### SOURCE PASSAGE
+-------+

US4213766AExpiredUtility

Method and means for distributing gas along an extended inlet portion of gas treatment means

76
Assignee: LODGE COTTRELL LTDPriority: Sep 6, 1977Filed: Aug 10, 1978Granted: Jul 22, 1980
Est. expirySep 6, 1997(expired)· nominal 20-yr term from priority
Inventors:John Wyatt
B03C 3/011
76
PatentIndex Score
33
Cited by
12
References
47
Claims

Abstract

A gas conduit delivers gas to an electro-precipitator at an angle to the direction of gas flow through the precipitator. Projections are provided in the conduit adjacent the inlet to the precipitator to increase the thickness of the turbulent zone of the gas boundary layer; this urges gas towards upstream regions of the inlet of the precipitator, and thereby enhances even distribution of the gas across the inlet.

Claims

exact text as granted — not AI-modified
I claim: 
     
       1. In a method of distributing gas flow along an extended inlet portion of gas treatment means, which inlet portion extends transversely to a longitudinal axis of the gas treatment means and to which inlet portion gas for the treatment is conducted in turbulent flow by a conduit which is at an angle to the longitudinal axis of the gas treatment means, wherein a first conduit wall portion extends to an upstream region of the inlet portion and a second conduit wall portion extends at an acute angle to said longitudinal axis to a downstream region of the inlet portion; the improvement wherein the thickness of the turbulent zone of the gas boundary layer on the second wall portion is increased so as to urge the gas towards the upstream region of the inlet by aerodynamic spoiler means comprising a plurality of projections provided on the second wall portion adjacent to the inlet portion.

+-------+

### STORED DATA
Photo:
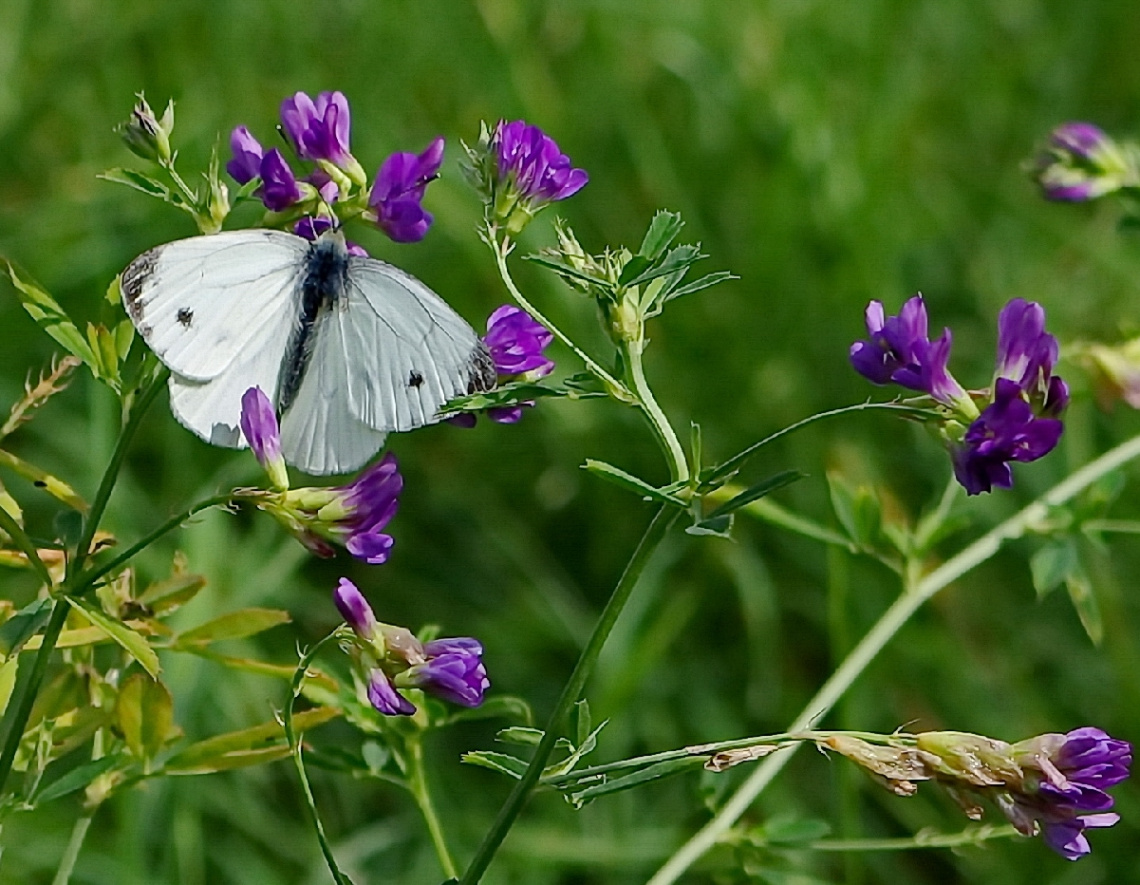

+-------+

### TO DO
a: List every date on the patent page and the event or status each one marks.
b: From the patent page, reproduce word for word the passage running from "A gas conduit" up to and including "across the inlet.".

### EXERCISE ANSWERS
a:
- Sep 6, 1977: priority
- Aug 10, 1978: filed
- Jul 22, 1980: granted
- Sep 6, 1997: estimated expiry (expired)

b:
A gas conduit delivers gas to an electro-precipitator at an angle to the direction of gas flow through the precipitator. Projections are provided in the conduit adjacent the inlet to the precipitator to increase the thickness of the turbulent zone of the gas boundary layer; this urges gas towards upstream regions of the inlet of the precipitator, and thereby enhances even distribution of the gas across the inlet.